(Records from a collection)
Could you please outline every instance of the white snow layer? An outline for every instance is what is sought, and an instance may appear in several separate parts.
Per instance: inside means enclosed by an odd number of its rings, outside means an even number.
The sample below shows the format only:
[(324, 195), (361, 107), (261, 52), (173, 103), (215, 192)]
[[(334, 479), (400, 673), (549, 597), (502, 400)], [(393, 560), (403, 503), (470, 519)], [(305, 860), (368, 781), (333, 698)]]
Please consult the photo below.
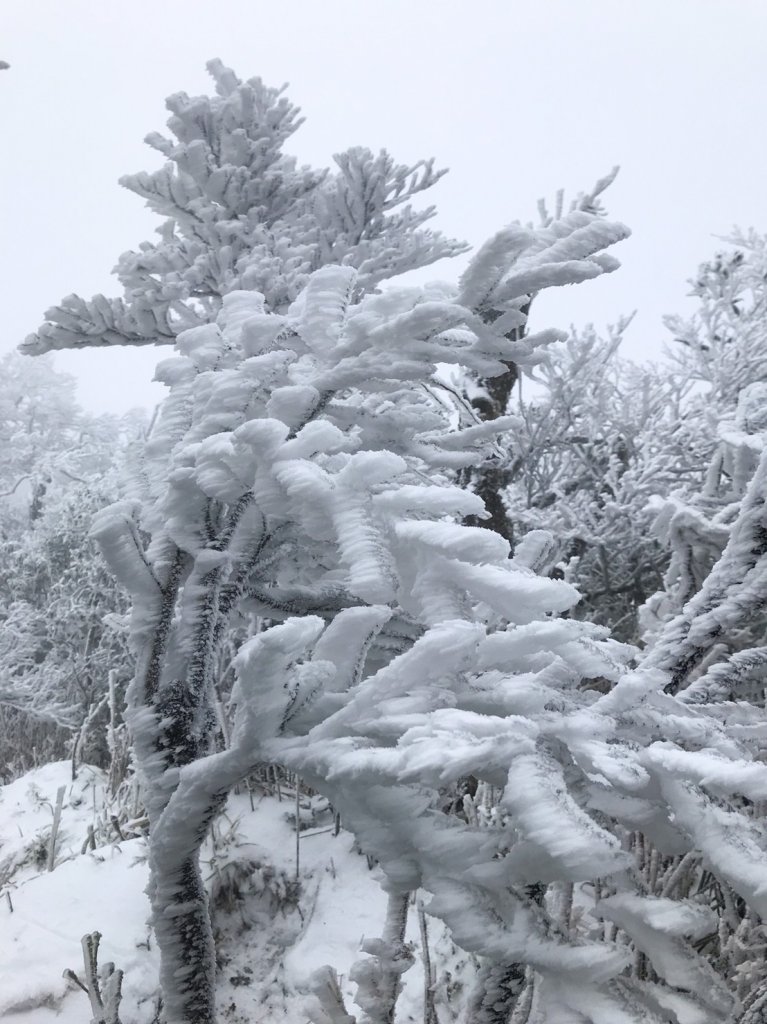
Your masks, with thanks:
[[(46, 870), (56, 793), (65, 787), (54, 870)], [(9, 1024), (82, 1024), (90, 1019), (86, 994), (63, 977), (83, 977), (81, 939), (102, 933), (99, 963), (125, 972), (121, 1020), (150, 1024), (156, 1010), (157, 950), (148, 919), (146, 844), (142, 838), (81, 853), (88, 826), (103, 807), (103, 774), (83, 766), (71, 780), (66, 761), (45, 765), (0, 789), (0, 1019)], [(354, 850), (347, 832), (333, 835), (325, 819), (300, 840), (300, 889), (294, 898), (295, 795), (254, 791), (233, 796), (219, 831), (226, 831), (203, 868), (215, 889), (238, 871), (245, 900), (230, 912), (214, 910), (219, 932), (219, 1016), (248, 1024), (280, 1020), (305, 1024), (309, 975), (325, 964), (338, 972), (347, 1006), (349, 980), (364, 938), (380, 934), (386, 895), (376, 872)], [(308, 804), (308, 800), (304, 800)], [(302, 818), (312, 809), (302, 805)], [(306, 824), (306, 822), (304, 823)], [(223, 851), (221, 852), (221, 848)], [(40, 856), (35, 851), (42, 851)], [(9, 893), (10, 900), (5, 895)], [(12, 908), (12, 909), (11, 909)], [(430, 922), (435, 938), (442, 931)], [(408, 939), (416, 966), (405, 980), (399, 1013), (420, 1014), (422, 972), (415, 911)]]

==

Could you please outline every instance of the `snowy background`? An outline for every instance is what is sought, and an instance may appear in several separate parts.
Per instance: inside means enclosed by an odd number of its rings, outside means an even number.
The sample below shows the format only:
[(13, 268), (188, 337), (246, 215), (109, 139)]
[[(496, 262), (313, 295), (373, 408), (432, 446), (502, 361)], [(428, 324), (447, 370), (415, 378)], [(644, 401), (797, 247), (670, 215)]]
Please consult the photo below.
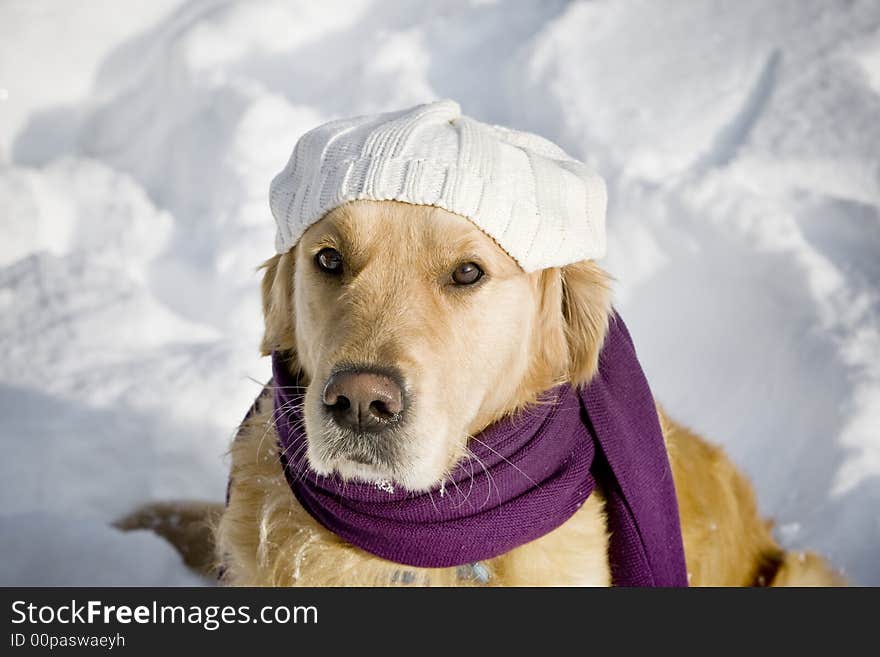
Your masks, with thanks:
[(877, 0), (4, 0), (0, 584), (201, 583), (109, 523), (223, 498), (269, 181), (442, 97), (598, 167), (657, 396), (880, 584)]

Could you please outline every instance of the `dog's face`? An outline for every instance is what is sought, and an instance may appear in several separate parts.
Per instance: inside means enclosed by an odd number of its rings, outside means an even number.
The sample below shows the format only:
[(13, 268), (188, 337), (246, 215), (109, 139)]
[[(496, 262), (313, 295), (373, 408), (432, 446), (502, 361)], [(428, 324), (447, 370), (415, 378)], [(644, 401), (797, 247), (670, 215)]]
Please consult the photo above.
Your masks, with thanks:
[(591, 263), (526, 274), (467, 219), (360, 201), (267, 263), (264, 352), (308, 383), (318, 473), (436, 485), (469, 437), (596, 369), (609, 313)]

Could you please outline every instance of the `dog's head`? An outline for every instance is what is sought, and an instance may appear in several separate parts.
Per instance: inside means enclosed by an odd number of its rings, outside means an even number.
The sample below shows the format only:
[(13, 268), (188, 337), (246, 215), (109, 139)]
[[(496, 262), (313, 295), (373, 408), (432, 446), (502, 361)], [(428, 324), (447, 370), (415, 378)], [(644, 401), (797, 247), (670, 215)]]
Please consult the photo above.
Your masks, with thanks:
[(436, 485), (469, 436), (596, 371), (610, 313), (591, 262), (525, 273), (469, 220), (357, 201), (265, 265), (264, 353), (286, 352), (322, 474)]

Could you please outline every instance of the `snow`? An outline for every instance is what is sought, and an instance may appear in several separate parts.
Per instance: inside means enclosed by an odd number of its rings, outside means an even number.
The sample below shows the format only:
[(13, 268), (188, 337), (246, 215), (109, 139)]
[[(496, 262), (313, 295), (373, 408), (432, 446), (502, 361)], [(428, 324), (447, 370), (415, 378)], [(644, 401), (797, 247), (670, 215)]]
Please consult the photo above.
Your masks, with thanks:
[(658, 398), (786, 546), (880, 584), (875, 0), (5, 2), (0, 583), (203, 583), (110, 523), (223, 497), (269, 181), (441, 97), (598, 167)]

__AIM OF THE TASK__.
Using the records above, list each line that includes "several".

__WORKED SOLUTION__.
Could you please outline every instance of the white snow layer? An outline for every instance is what is sought, and an instance may appear in several separate parts.
Could you please outline every instance of the `snowy background`? An outline for every instance is what is sought, and an instance may appear in several separate parts.
Could you please outline every instance of the `dog's face`? An outline for every instance is what is sought, and an instance may appear in several separate parts.
Could you please outline every instance of the `dog's head`? An outline for every instance is what is sought, and an instance may appear in several separate parts.
Could you please outline every instance of the `snow`? An outline for every instance is what is sought, and an instance may appear in several separate parts.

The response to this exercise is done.